[Location annotation dataset excerpts]
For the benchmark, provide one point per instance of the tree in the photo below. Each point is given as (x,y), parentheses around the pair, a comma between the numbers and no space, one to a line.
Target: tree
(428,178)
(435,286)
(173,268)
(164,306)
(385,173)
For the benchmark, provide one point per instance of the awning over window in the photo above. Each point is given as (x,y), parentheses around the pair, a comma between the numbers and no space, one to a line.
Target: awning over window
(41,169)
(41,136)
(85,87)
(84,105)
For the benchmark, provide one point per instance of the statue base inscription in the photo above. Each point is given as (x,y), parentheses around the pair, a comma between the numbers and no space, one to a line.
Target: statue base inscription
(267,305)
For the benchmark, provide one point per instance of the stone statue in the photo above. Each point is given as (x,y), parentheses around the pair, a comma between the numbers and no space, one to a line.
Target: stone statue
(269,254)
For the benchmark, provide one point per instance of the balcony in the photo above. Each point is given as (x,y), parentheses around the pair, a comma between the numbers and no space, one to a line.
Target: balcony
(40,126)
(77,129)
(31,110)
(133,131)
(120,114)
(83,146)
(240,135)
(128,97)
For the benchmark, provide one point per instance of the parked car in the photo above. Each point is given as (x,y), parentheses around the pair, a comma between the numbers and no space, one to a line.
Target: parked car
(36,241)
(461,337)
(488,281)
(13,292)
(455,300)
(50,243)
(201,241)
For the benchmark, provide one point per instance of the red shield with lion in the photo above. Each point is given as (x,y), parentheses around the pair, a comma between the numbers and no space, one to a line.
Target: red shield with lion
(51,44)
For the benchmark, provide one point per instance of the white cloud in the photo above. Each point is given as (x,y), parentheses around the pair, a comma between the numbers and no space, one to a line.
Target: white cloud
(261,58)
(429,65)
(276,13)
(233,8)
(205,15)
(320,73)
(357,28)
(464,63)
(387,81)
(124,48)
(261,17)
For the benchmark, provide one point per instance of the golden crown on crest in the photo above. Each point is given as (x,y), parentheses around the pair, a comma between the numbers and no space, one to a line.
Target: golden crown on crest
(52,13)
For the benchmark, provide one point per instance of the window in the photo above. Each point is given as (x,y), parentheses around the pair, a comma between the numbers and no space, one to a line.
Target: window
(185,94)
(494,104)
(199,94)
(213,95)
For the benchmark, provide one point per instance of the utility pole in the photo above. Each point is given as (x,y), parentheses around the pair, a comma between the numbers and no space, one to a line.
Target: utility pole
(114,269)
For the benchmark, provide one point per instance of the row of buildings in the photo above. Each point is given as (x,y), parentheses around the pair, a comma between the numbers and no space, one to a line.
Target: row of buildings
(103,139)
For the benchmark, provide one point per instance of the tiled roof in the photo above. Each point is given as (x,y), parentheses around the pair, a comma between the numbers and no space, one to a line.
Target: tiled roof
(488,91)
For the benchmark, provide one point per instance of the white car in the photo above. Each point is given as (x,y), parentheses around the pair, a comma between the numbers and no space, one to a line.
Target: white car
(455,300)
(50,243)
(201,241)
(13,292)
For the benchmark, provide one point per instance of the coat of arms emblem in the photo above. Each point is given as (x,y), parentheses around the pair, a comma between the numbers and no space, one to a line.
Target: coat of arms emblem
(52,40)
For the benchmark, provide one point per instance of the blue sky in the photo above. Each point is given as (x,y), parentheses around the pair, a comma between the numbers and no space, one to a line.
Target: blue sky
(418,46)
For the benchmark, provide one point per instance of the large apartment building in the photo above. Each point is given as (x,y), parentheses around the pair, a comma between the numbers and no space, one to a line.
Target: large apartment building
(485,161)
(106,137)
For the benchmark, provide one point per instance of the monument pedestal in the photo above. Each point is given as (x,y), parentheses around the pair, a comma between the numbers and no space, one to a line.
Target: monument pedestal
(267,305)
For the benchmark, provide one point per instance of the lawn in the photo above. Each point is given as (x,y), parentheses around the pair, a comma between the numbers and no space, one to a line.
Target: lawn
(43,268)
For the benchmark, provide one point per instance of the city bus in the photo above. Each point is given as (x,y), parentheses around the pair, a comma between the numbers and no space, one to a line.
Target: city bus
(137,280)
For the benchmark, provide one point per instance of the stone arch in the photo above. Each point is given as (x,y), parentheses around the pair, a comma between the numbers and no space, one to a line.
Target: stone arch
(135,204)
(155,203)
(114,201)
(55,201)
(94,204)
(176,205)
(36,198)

**Exercise**
Print the listing above in its entirety, with every line exact.

**Task response**
For the benchmark, provide one point per instance of the tree in the photo below. Each point is given as (x,y), parentheses around the pair, a comma between the numbers and no space, one to a line.
Target: tree
(428,178)
(435,286)
(173,268)
(164,306)
(385,173)
For the benchmark, provide one point per instance of the awning over window in the photo above. Each point is given as (x,y), parentheses around the pair, a comma between the numbers and no space, one to a line.
Target: awning over window
(41,169)
(41,136)
(85,87)
(84,105)
For the benchmark, provide one point per instance of the statue base inscription in the photo above. Each point is given as (x,y), parentheses around the pair, a comma between the numbers and no space, one to a line.
Target: statue base inscription
(267,305)
For the benchmark, provide one point per instance of the stone statue in the photo above. Each point is given as (x,y), parentheses around the pair, a comma between the numbers and no space, one to a line.
Target: stone statue
(269,254)
For the benchmark, provide one point per instance of the balcony in the photo above. Each point is given as (x,y), parentheses around the pair, a comma between the numbers and no space, one to a line.
Target: balcony
(40,126)
(77,129)
(31,110)
(133,131)
(120,114)
(83,146)
(240,135)
(128,97)
For the benchmark, provide one point per instance of the parked car in the photo above. Each point is given as (x,y), parentheses around the pair, a comma between the numbers and no space, one to a line.
Target: parked car
(36,241)
(461,337)
(488,281)
(13,292)
(455,300)
(50,243)
(201,241)
For the benchmark, provide one point per instance of the red shield with lion in the photo above. Each point is given as (x,y), parentheses around the pair, a comma between the numbers and no space, one to a line.
Target: red shield with lion
(51,44)
For the benchmark, provide one point per instance of the white cloud in the photo above. Each point is given as (x,y), parentheses around the pair, a comma between the numbers and no space, one to a line.
Target: white cloud
(261,58)
(429,65)
(276,13)
(233,8)
(205,15)
(320,73)
(357,28)
(464,63)
(387,81)
(124,48)
(261,17)
For the benchmark, provide one point per instance of the golden crown on crest in the photo above. Each point is given as (x,y), parentheses around the pair, a comma between the numbers and no space, one to a line.
Target: golden crown on crest
(52,13)
For the benchmark, provide one point per instance of the window in the photo above. Each point is given as (x,y), parentheses around the pair, a comma between the numbers and no space, one to a line.
Target: window
(185,94)
(494,104)
(199,94)
(213,95)
For the benchmark, provide one point per instance of the utility pole in the photo above. Each point is given as (x,y), parentheses around the pair, a comma between the numbers and no space, one to a line.
Target: utility pole
(114,269)
For the benchmark, provide one point per instance of the row of buildings in the photo above. Each point is given as (x,y), parentheses around the pair, a comma between the numbers and no space, one to a line.
Target: row of buildings
(103,139)
For the benchmark, provide one point per instance of the tiled roof in the photo above. Each point is given as (x,y), parentheses around the pair, a comma between the numbers and no space, one to a line.
Target: tiled roof
(488,91)
For the benchmark, provide one point per instance of the white car in the photo above. Each point is given as (x,y), parentheses around the pair, a comma between the numbers and no space, one to a line.
Target: white car
(455,300)
(50,243)
(201,241)
(13,292)
For the benchmark, provide one point per instance of the coat of arms emblem in the photo above. Each point is given as (x,y), parentheses around the pair, a comma between the numbers and no space, one to a line.
Target: coat of arms emblem
(52,40)
For the benchmark, provide one point per instance of the blue sky in the photo above. Each point is given as (x,y), parentheses around the pair, a comma between the numbers and no space, one to a line.
Target: blue sky
(418,46)
For the benchmark, provide one point per instance of the large apartment building in the photo above. Each point is given as (x,y), parentheses around the pair, a comma between the numbers and no space, one to a line.
Target: large apartment building
(485,161)
(106,137)
For the benchmark, provide one point per instance of the monument pedestal in the photo above. Each point is given as (x,y), parentheses around the pair, a comma between the numbers and no space, one to a line.
Target: monument pedestal
(267,305)
For the benchmark, provide one point per instance of the lawn in the photo above. Each point is given as (x,y), parentheses around the pair, a comma between the numbers and no space, one to a line.
Target: lawn
(43,268)
For the benchmark, provide one point per instance of the city bus in the photo above. Each point is given as (x,y), parentheses around the pair, a comma between the numbers and no space, one to a line.
Target: city bus
(137,280)
For the benchmark, provide one point per instance of the stone arch in the photo above. Each point is given as (x,y), parentheses around the pair, a comma between the numbers and no space, one to a line.
Target: stone arch
(135,204)
(155,203)
(114,201)
(55,201)
(94,204)
(176,205)
(36,198)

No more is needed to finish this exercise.